**Eingabedaten**
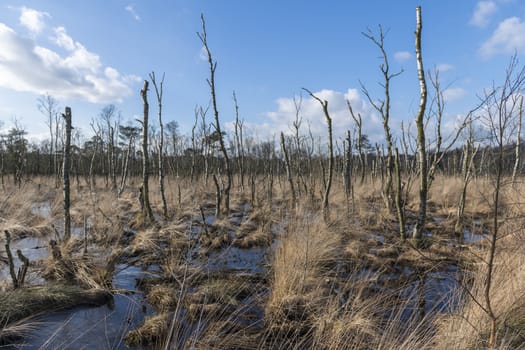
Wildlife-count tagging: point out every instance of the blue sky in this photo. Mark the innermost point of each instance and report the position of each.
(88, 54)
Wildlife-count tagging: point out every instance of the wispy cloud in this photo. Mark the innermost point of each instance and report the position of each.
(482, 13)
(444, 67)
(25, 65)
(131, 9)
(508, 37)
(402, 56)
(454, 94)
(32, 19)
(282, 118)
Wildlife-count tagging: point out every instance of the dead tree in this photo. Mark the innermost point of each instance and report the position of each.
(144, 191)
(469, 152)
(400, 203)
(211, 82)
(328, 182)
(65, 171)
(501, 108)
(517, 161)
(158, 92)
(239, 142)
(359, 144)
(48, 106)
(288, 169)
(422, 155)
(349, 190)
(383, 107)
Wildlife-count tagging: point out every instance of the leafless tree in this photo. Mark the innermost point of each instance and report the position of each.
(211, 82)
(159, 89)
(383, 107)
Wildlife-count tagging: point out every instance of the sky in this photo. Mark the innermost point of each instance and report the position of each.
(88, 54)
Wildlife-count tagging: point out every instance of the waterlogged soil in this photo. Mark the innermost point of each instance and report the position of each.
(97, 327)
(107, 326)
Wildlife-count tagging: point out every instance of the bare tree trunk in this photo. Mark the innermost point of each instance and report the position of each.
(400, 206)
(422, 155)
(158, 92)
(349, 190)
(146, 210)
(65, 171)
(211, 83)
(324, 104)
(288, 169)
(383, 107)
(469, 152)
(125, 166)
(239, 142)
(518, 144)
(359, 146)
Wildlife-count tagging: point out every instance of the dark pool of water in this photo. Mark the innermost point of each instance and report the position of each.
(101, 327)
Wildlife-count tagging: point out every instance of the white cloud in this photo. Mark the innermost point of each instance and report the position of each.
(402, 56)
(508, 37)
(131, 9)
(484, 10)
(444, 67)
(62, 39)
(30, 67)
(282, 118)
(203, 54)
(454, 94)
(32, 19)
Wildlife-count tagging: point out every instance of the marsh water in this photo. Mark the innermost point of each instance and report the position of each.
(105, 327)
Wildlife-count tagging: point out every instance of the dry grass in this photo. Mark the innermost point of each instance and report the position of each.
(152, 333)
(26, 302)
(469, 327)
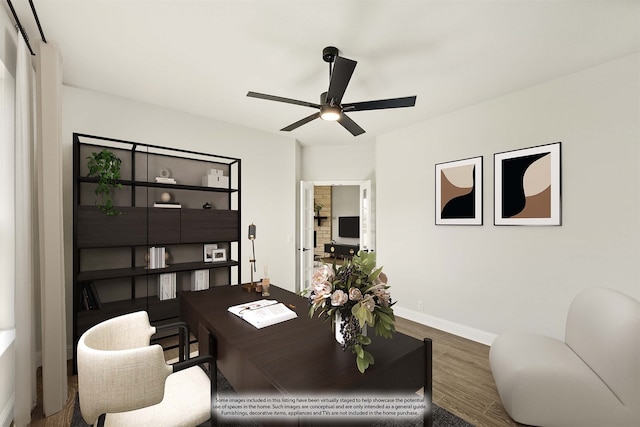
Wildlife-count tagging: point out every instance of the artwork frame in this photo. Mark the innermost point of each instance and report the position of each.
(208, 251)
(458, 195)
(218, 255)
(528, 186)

==

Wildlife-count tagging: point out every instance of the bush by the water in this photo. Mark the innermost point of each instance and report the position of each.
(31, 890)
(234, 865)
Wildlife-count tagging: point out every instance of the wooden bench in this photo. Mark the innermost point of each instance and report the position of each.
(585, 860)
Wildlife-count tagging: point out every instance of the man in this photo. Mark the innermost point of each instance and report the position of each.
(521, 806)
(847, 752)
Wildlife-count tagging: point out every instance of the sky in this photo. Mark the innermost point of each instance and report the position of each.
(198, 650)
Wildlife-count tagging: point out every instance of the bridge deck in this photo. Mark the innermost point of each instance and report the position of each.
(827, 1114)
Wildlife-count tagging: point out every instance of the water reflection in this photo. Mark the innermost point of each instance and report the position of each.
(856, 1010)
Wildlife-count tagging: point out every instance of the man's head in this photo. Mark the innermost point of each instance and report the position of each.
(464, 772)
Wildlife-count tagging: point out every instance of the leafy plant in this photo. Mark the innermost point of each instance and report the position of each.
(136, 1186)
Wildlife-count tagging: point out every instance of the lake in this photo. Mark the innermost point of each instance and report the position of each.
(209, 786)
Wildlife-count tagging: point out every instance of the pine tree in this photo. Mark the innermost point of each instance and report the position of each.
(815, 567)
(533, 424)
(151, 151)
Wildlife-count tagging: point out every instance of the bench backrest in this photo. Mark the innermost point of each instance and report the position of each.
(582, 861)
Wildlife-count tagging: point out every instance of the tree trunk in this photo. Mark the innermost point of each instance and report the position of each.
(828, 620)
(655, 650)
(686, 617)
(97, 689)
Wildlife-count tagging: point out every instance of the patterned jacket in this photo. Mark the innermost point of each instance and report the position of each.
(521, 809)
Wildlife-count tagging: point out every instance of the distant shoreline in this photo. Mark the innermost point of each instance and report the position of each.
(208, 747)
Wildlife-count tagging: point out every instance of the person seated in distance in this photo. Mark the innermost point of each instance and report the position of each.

**Gegebene Aufgabe**
Wie viele Zeilen im obigen Material enthalten das Wort „cloud“? Nenne nur die Zahl.

**Als Antwort**
2